Extracted material =
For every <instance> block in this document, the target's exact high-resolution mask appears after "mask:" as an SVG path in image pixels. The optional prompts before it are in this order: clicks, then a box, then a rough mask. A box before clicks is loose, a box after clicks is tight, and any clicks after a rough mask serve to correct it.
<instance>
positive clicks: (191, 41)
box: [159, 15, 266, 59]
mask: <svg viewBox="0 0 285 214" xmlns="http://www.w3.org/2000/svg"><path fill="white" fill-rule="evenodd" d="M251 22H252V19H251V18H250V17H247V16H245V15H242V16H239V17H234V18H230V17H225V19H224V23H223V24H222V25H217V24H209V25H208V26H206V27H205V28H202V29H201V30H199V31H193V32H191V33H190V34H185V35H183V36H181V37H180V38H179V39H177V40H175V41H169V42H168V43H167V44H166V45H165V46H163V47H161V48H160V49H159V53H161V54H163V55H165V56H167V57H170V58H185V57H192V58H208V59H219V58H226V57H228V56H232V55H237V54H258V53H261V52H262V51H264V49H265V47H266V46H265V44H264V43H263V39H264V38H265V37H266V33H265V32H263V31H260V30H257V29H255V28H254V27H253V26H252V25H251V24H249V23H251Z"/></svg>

What you should do =
Count the lines of the entries above that contain the string "instance", treating case as significant. Give only the number.

Your response =
2